- Task input:
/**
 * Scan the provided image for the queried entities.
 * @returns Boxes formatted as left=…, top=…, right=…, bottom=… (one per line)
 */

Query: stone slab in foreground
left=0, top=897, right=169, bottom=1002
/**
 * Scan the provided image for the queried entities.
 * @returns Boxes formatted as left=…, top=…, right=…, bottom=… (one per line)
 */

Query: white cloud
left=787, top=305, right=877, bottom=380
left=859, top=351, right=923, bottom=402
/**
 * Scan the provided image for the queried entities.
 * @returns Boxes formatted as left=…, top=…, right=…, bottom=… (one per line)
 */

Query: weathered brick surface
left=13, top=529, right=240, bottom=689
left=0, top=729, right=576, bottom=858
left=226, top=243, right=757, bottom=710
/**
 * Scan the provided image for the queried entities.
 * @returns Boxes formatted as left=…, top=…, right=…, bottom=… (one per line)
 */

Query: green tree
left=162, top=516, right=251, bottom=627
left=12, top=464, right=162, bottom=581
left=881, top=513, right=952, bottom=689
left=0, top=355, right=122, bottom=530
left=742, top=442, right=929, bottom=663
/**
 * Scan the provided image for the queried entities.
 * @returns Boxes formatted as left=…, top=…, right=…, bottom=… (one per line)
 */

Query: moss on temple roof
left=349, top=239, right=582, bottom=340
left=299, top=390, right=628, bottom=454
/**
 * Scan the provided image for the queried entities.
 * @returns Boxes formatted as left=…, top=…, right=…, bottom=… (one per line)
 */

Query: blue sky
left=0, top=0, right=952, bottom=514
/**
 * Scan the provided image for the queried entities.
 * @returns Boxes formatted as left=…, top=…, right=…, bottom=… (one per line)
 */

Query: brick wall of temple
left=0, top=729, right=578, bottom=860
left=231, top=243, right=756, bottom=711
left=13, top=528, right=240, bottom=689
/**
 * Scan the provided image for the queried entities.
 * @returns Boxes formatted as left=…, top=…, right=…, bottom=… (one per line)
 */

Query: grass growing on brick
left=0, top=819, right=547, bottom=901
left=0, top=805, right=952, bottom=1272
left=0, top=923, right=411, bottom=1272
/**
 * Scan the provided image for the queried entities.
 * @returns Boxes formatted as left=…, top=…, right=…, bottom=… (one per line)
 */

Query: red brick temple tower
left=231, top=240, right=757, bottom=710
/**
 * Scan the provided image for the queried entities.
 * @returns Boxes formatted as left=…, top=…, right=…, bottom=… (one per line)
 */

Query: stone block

- Stated exercise: Extract every line of the listing above and reproduce each one verbatim, in its original order from first to last.

- Task answer:
/**
 * Scan the provided image for the queried entities.
 * @returns Boxes formatted as left=…, top=…, right=…, bottom=… (one per line)
 */

Query: stone slab in foreground
left=0, top=897, right=169, bottom=1002
/**
 * Scan the provided image for the queried entities.
 * @returns Boxes formatted as left=…, top=…, right=…, bottom=… (one per line)
 */

Query: white cloud
left=787, top=305, right=877, bottom=380
left=859, top=351, right=923, bottom=402
/**
 * Scan the provided image for the queried entities.
 * @returns Boxes formatted as left=…, top=…, right=…, bottom=… (one per line)
 */

Query: weathered brick surface
left=13, top=529, right=240, bottom=689
left=0, top=729, right=576, bottom=858
left=226, top=243, right=757, bottom=710
/**
 * Scan the provided image for the queried entities.
 * @returns Boxes formatted as left=…, top=…, right=…, bottom=… (one per line)
 */

Query: green tree
left=162, top=516, right=251, bottom=627
left=12, top=464, right=162, bottom=581
left=881, top=513, right=952, bottom=689
left=0, top=355, right=122, bottom=530
left=742, top=442, right=929, bottom=663
/**
 * Scan the provided image for the queried entities.
 * @returns Boxes formatted as left=…, top=…, right=…, bottom=… (one per line)
 */

Query: moss on temple roof
left=349, top=239, right=582, bottom=340
left=299, top=390, right=628, bottom=454
/**
 * Scan the provided image for the queried entities.
 * @returns Boxes formatted as left=…, top=…, right=…, bottom=… (one per line)
 */

Query: blue sky
left=0, top=0, right=952, bottom=514
/**
 * Scan the provided image for the queried entities.
 * @returns Boxes formatted as left=…, top=…, right=…, bottom=… (one per line)
 */

Query: brick wall of temple
left=0, top=729, right=578, bottom=860
left=231, top=243, right=756, bottom=711
left=13, top=528, right=240, bottom=689
/**
 * Scan the provided image for the queried entities.
 * @returns Boxes formatted as left=…, top=…, right=…, bottom=… (one per line)
 */

Query: grass growing on brick
left=0, top=819, right=547, bottom=901
left=0, top=805, right=952, bottom=1272
left=0, top=923, right=411, bottom=1272
/**
 * Scan the provided image for the queried entities.
 * @returns Boxes formatted as left=…, top=…, right=…, bottom=… (one per line)
 */

Query: red brick temple tower
left=231, top=240, right=757, bottom=710
/**
 * Scan the provided image for the queried entities.
 * @returns Boxes formatted as left=…, top=…, right=…, bottom=… (one per line)
 */

Query: stone block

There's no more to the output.